- What the exercise asks
Repeat exactly, and only, the lines from the line containing "of the green" through the last line of the records below, including both.

[Photo-based referring expression data]
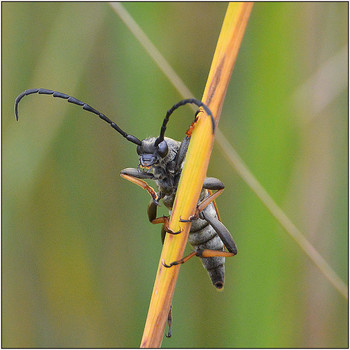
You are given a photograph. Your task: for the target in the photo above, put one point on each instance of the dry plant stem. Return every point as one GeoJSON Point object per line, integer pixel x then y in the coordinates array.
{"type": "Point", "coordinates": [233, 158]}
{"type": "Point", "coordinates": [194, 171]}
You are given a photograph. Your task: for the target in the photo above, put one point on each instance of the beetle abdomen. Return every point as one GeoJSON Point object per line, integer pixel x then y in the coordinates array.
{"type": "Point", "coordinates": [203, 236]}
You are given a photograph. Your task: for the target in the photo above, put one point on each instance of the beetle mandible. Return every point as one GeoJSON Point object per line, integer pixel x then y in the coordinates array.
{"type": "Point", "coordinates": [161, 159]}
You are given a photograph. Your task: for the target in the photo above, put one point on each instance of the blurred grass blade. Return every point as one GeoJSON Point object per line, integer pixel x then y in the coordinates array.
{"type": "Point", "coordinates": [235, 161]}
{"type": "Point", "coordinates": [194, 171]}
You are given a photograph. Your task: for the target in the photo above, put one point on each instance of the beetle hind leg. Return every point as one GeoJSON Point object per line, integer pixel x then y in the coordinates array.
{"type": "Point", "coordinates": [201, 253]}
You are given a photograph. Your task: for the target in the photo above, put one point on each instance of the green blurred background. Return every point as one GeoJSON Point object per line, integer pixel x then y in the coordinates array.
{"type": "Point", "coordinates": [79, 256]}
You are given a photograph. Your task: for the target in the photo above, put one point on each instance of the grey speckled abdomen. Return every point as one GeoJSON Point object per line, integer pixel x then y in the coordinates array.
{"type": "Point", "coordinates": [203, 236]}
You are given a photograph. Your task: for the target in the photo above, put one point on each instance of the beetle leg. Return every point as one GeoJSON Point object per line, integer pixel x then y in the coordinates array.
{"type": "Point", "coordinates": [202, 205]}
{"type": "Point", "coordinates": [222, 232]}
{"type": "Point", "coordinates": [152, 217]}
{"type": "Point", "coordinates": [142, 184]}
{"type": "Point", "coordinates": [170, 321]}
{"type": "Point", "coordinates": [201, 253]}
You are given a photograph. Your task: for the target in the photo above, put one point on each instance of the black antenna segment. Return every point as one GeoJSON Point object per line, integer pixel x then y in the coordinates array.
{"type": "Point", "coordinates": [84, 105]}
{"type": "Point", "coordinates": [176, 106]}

- Answer area
You are given a photograph. Your task: for the target in the photo above, put one point on each instance of the green blurred background. Return every point as one GeoJSON Point object per line, integer pixel x then y in the coordinates array.
{"type": "Point", "coordinates": [79, 256]}
You are given a photograph. Your task: for the target in the photo above, put one point on each instance of the grey speckled abdomen. Return every point as one GeoJSON Point object per line, integer pixel x then y in the coordinates array.
{"type": "Point", "coordinates": [203, 236]}
You are given a photograph. Your task: for the target in the photo above, put one point on each instance of the beetle leg. Return every point as one GeoJSON Point object per line, integer pixel x then y in the coordinates array.
{"type": "Point", "coordinates": [202, 205]}
{"type": "Point", "coordinates": [222, 232]}
{"type": "Point", "coordinates": [152, 217]}
{"type": "Point", "coordinates": [142, 184]}
{"type": "Point", "coordinates": [170, 321]}
{"type": "Point", "coordinates": [201, 253]}
You are given a photograph. Your task: for the target in the photo above, put one point on each instance of the black antenna segment. Return every point as one GeoJSON Point object per line, integer pixel x then y in the coordinates array.
{"type": "Point", "coordinates": [84, 105]}
{"type": "Point", "coordinates": [176, 106]}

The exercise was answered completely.